**Problem requirements**
Find every line below with the word "query". Then give only how many there are.

**Data for processing**
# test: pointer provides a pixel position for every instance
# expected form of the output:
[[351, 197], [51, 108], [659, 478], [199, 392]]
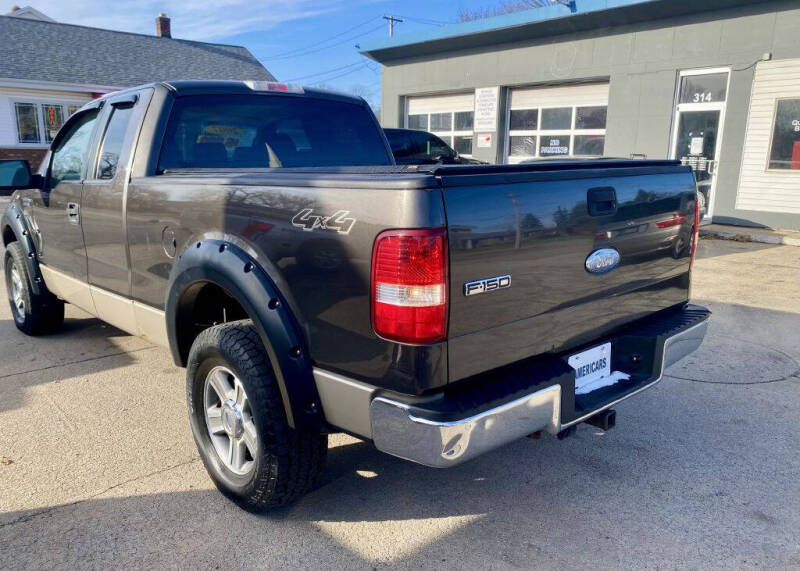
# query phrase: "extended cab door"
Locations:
[[56, 212], [103, 203]]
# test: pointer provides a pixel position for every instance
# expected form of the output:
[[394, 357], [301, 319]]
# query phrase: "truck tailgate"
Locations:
[[538, 226]]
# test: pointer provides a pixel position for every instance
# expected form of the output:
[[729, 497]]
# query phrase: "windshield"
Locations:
[[260, 131]]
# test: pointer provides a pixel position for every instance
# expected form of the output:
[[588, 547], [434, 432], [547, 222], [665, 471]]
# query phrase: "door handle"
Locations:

**Output for this task**
4